● WHAT THE TASK ASKS:
Change every "keypoint" to "marker point" in the records, starting at the line that contains "woman's hand, put" and going through the end of the records. Keep everything else the same, and leave the pictures out.

(Records from a collection)

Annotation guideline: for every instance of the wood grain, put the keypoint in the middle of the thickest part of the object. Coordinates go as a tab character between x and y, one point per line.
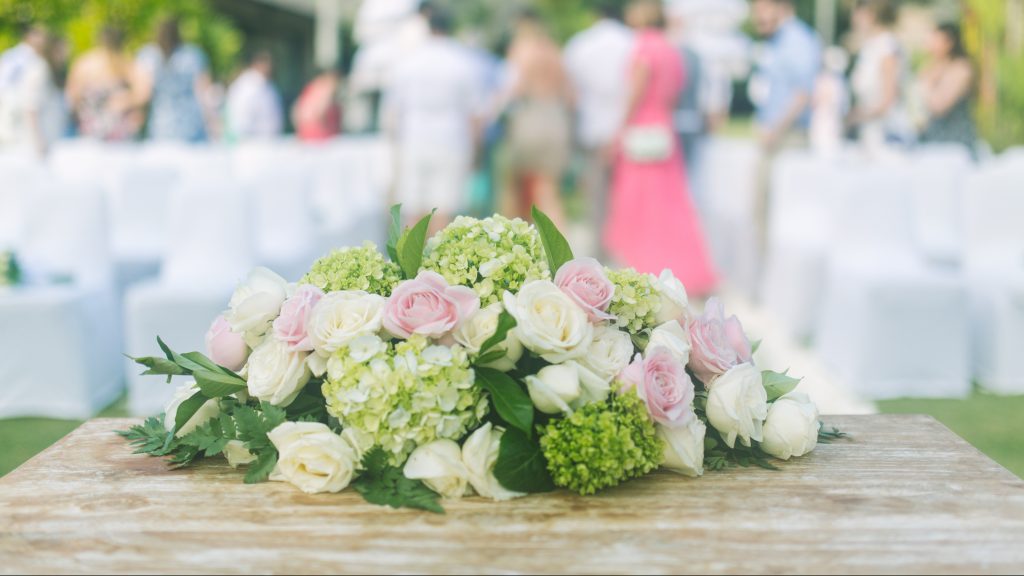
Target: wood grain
905	495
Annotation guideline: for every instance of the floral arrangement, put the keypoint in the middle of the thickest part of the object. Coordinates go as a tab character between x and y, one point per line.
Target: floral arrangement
10	273
486	360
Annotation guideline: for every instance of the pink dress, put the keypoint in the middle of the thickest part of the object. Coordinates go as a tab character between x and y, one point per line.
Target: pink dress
652	222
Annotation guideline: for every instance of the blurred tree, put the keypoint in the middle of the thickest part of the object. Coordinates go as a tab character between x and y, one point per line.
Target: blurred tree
81	21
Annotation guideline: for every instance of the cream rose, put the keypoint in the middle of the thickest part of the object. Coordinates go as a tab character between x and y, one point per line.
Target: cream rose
312	458
339	318
255	303
439	465
737	405
792	427
675	303
673	337
479	454
609	353
276	374
209	410
684	448
555	387
481	326
549	323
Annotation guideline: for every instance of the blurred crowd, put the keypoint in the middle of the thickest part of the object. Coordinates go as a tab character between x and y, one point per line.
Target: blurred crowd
621	112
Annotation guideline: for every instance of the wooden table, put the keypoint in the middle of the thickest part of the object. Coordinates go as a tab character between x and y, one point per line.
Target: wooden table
904	495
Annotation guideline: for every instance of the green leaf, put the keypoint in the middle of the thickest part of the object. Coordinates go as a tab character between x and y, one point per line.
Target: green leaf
511	402
777	384
506	322
521	466
218	384
411	247
394	233
555	245
385	485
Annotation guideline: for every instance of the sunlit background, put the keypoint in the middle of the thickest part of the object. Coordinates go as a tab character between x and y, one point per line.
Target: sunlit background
851	167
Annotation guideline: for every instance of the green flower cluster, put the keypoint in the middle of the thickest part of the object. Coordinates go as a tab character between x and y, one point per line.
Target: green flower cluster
489	255
636	302
354	269
402	395
601	445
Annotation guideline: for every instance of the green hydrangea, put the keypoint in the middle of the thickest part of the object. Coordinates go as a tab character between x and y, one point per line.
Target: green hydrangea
400	396
354	269
601	445
636	301
489	255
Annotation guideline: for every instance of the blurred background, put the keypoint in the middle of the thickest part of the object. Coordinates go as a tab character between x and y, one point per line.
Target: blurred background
841	173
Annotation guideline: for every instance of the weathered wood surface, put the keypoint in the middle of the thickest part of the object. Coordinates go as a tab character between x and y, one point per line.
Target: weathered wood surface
904	496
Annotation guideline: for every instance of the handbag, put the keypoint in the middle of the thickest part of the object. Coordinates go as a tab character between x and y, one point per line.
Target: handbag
645	145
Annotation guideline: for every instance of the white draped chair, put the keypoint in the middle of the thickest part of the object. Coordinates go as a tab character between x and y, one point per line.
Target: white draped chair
60	330
209	250
890	324
994	263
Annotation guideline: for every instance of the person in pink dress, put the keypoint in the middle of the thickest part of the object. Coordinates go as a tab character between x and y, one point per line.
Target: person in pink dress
652	221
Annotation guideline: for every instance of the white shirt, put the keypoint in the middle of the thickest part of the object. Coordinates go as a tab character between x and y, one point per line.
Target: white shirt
598	60
433	96
253	108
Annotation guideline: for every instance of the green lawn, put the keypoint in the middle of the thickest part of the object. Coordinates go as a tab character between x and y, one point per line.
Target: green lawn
992	423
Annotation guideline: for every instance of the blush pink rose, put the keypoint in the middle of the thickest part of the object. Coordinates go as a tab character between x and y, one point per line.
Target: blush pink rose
662	381
291	326
428	305
584	281
225	347
719	343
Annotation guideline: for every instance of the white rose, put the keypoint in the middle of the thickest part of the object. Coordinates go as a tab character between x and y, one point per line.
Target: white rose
481	326
673	337
792	427
684	448
609	353
276	374
737	405
209	410
339	318
238	454
255	303
312	458
479	454
675	303
439	465
549	323
554	387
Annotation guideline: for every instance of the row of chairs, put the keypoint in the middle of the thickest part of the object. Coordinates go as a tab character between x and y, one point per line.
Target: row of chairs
153	239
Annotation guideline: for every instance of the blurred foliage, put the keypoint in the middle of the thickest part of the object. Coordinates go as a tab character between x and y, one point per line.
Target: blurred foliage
993	32
81	21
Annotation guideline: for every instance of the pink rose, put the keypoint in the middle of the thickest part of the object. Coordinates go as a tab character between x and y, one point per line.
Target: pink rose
584	281
428	305
662	381
291	326
225	347
719	343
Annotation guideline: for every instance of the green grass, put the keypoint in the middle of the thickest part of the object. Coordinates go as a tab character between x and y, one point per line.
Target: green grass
993	424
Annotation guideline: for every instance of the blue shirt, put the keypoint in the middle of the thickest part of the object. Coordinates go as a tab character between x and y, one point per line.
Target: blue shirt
790	65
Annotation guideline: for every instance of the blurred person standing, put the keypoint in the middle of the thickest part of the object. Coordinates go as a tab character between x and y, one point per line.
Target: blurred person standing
32	110
539	100
598	60
879	77
946	86
176	83
316	113
652	222
104	91
253	108
431	107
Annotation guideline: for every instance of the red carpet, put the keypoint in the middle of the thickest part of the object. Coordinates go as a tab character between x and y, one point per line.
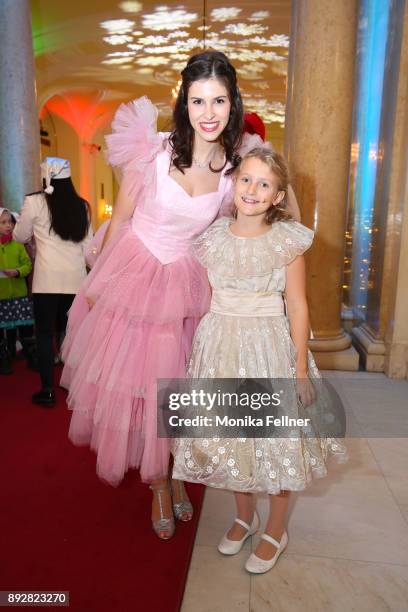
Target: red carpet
62	529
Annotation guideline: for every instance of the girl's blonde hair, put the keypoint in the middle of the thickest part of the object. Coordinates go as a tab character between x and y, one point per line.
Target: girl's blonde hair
276	164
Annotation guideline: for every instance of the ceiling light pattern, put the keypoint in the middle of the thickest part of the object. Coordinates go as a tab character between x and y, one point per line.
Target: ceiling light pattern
243	29
117	39
118	26
116	60
164	19
225	14
156	45
259	16
152	61
131	7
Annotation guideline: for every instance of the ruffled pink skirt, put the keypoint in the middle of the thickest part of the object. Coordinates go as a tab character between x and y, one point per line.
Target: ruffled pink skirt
140	329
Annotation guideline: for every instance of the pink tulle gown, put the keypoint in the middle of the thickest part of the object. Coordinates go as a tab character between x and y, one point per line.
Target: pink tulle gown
149	294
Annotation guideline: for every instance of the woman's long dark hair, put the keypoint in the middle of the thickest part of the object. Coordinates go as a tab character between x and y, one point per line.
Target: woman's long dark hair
69	213
204	66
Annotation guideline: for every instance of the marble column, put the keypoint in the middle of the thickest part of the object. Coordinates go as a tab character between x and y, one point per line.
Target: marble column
19	125
317	145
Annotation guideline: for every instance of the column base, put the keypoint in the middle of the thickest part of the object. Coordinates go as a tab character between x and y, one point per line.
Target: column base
347	359
396	360
371	349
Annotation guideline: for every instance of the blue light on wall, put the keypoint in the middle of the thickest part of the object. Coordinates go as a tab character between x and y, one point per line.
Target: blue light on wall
373	38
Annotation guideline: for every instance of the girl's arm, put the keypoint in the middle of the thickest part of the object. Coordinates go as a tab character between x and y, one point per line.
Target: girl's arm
298	312
122	211
293	207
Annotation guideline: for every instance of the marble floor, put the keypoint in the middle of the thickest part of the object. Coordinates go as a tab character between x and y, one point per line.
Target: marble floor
348	533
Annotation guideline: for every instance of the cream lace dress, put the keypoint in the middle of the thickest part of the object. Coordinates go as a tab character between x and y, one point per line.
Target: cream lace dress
246	335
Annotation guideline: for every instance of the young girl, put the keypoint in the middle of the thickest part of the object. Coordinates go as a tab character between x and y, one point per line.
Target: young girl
252	261
15	306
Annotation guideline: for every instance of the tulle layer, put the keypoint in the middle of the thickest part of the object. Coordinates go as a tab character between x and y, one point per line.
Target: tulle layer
140	328
252	347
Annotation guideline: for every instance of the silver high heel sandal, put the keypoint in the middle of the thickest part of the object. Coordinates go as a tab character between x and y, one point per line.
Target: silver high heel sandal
162	525
182	507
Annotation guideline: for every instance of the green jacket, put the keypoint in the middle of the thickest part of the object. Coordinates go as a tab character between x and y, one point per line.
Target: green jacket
14	256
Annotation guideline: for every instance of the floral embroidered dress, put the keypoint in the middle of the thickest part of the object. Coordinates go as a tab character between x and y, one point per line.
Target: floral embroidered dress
246	335
149	294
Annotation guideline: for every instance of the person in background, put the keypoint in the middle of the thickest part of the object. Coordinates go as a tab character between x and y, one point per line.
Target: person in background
15	306
24	333
59	220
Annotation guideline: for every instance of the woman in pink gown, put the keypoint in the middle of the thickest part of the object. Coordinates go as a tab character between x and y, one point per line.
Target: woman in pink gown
134	319
146	290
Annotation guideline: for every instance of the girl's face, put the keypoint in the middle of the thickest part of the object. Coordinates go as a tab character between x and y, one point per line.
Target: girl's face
208	106
6	225
256	188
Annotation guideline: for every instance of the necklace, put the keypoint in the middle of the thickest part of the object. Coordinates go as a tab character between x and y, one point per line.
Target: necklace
199	164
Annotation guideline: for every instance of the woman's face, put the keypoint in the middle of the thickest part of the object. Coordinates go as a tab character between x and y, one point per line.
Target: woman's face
209	108
6	225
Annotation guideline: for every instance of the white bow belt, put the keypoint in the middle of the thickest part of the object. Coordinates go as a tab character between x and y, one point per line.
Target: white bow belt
247	304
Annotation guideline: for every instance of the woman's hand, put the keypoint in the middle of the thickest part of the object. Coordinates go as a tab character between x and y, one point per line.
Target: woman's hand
11	273
305	391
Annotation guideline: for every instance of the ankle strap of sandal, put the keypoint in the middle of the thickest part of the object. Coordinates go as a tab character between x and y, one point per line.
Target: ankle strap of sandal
243	523
271	540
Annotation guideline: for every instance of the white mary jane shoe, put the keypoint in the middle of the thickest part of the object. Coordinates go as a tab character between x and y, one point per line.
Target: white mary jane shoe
232	547
255	565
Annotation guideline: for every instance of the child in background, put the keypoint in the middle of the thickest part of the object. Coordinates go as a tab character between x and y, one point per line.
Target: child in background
15	306
252	261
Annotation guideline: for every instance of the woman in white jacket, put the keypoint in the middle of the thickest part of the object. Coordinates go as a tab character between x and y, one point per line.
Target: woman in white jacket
59	220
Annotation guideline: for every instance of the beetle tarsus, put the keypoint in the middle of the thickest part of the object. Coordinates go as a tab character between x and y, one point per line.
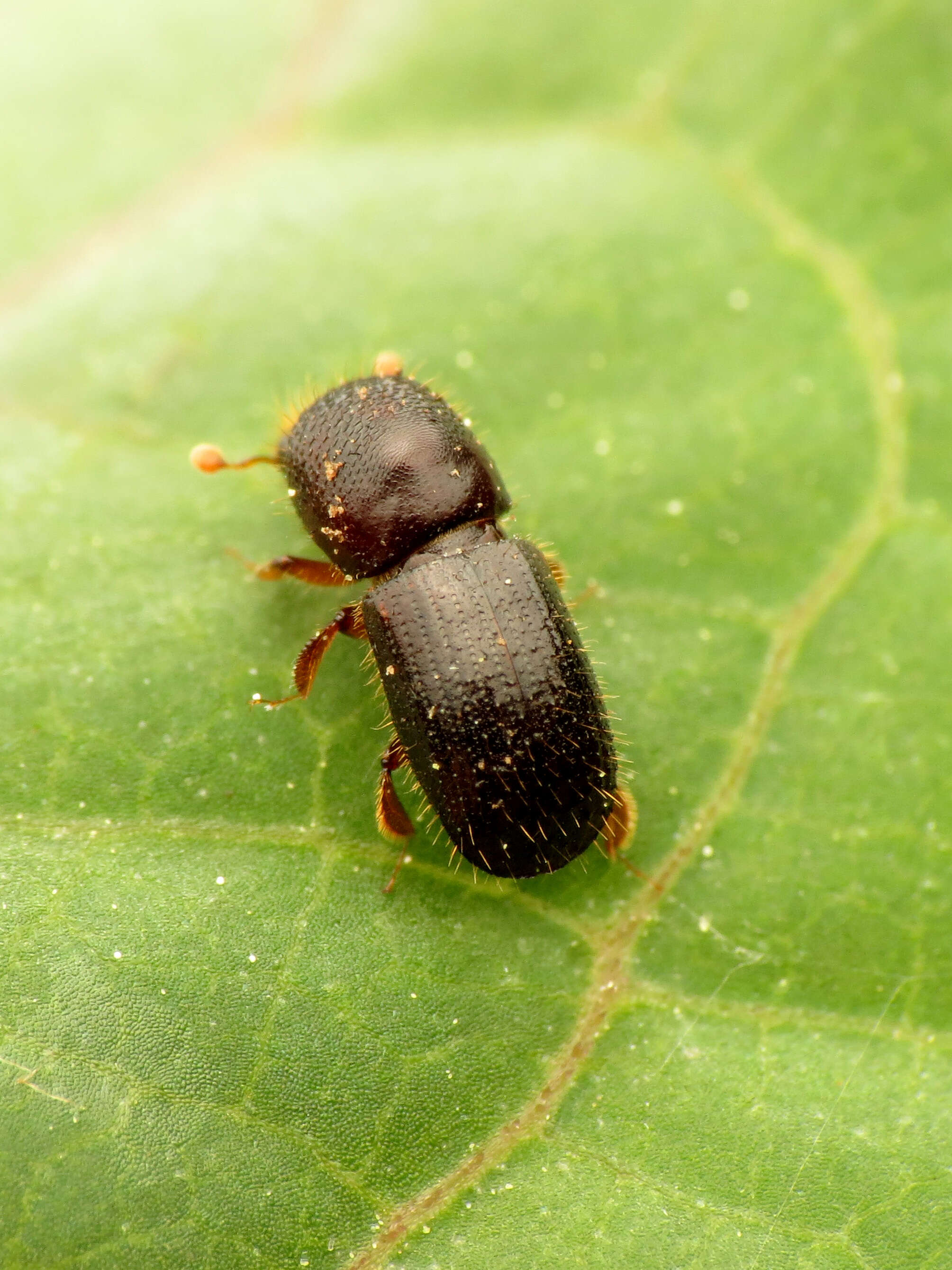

● FULL ANSWER:
Annotation guideline: for every instance of the woman's hand, put the marker point in the middle of the thickest part of the object. Coordinates go as a tab character between x and y, one point per line.
Target: woman's hand
11	273
305	391
Annotation guideline: for every instance of the ankle strap of sandal, put the marker point in the middle of the thickest part of the object. Coordinates go as a tab character between x and y, one point per line.
Target: ankle strap of sandal
243	523
271	540
Annotation guideline: for every instance of the white mary jane shoe, put the marker point in the middle of the thickest part of the object. Coordinates go as a tab character between x and y, one point per line.
Target: white mary jane shoe
232	547
255	565
Annotation guideline: for every instance of the child in background, put the marker point in the middle of the thickest part of the object. Coordinates go as a tab character between x and y, one point per line.
Target: child in background
15	306
252	261
Annotation guideline: for every instance of the woman in white jacket, put the marker point in the middle of the thickest part of the object. Coordinates go as a tab character between x and y, one point per line.
Target: woman in white jacket
59	220
Annotation guideline: for every instance of the beetle tarsus, put the marker point in the middle of the thickest part of the object. Coordinates go as a tab character between x and y, one point per line.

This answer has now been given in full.